## Data shown

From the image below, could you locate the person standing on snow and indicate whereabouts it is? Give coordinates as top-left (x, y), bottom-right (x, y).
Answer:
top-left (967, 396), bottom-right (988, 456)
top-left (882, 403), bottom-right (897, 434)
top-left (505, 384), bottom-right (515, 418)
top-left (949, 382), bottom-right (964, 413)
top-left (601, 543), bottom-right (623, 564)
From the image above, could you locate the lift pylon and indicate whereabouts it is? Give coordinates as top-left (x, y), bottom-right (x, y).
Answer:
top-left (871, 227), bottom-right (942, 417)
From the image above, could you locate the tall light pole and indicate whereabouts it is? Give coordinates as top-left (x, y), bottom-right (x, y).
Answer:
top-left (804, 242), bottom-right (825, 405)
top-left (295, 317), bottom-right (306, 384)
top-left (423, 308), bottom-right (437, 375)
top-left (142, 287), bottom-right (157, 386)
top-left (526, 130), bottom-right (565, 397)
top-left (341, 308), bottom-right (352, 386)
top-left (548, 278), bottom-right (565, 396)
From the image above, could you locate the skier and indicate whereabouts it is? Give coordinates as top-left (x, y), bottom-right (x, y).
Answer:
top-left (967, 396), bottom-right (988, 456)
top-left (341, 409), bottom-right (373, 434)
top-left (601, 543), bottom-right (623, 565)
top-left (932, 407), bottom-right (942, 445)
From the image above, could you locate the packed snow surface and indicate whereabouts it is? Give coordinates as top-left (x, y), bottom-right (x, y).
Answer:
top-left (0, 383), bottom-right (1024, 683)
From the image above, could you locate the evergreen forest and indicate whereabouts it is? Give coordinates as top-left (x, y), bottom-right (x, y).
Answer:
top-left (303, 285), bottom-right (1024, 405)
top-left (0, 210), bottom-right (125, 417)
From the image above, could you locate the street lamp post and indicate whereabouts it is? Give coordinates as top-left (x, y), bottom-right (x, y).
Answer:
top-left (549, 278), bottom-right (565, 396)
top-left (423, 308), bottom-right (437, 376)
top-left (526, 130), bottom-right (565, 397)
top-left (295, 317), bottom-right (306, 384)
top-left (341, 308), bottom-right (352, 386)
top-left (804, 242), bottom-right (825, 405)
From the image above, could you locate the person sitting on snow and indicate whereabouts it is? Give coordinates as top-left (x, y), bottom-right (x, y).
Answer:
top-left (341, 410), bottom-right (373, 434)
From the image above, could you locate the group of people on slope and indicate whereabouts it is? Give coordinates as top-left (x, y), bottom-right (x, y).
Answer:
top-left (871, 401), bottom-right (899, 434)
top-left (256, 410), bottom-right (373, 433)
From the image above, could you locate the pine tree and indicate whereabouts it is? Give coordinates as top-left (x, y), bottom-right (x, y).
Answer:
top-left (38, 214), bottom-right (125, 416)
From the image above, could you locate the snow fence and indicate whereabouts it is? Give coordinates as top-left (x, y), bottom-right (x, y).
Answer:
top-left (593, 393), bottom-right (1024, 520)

## Task to complete
Copy out every line of the material above with no changes at all.

## Response to the task
From the image below, could you locate the person standing on snow and indicate whereabouts it is? Give coordinates as top-left (x, y), bottom-right (x, y).
Answer:
top-left (967, 396), bottom-right (988, 456)
top-left (882, 403), bottom-right (897, 434)
top-left (505, 384), bottom-right (515, 418)
top-left (949, 382), bottom-right (964, 413)
top-left (601, 543), bottom-right (623, 564)
From the image above, could you locate the lift pylon and indicate whereabouts it is? Give coordinates as top-left (x, y), bottom-right (x, y).
Answer:
top-left (871, 227), bottom-right (942, 417)
From the image above, could you locate the tall light pole and indicate whereabouts it is? Give coordinates as top-left (x, y), bottom-right (x, y).
Answer:
top-left (804, 242), bottom-right (825, 405)
top-left (295, 317), bottom-right (306, 384)
top-left (423, 308), bottom-right (437, 375)
top-left (142, 287), bottom-right (157, 386)
top-left (526, 130), bottom-right (565, 397)
top-left (341, 308), bottom-right (352, 386)
top-left (548, 278), bottom-right (565, 396)
From the image above, could you locate the skier and indicate whereabouts it is? Give coordinates as top-left (x, y), bottom-right (x, y).
Answer:
top-left (967, 396), bottom-right (988, 456)
top-left (341, 409), bottom-right (373, 434)
top-left (601, 543), bottom-right (623, 565)
top-left (932, 407), bottom-right (942, 445)
From the image above, could you locate the packed snow surface and indicate whereabouts it is? Give coordinates as top-left (x, y), bottom-right (x, y).
Answer:
top-left (0, 383), bottom-right (1024, 683)
From the image above, could you locate the evergreen forest and indicate whereabouts it is? Give coordinates as top-left (x, y), bottom-right (x, y).
Answer:
top-left (303, 285), bottom-right (1024, 405)
top-left (0, 210), bottom-right (125, 417)
From the image above, could you locate the street lamp post and indicate whereabouts it is? Give coordinates as top-left (x, y), bottom-right (x, y).
Answer:
top-left (549, 278), bottom-right (565, 396)
top-left (423, 308), bottom-right (437, 376)
top-left (526, 130), bottom-right (565, 397)
top-left (295, 317), bottom-right (306, 384)
top-left (341, 308), bottom-right (352, 386)
top-left (804, 242), bottom-right (825, 405)
From the image above, could you locate the person sitting on snow and indicate whereabouts it is? Give coordinates as top-left (x, y), bottom-right (x, y).
Answer:
top-left (341, 410), bottom-right (373, 434)
From the image above, could you locate the group of people on slope and indicate whereabouts it is? Give coordinates as top-left (x, y), bottom-right (x, y).
Answer:
top-left (871, 401), bottom-right (899, 434)
top-left (256, 410), bottom-right (373, 433)
From the image above, could you locate the pine tree and indicate whereabouts it is? Give coordinates as top-left (x, y), bottom-right (x, y).
Answer:
top-left (38, 214), bottom-right (125, 416)
From the image above, could you locate the snow fence and indicate whereabouts it is? Give coordinates as top-left (x, y), bottom-right (x, y).
Answer:
top-left (593, 393), bottom-right (1024, 520)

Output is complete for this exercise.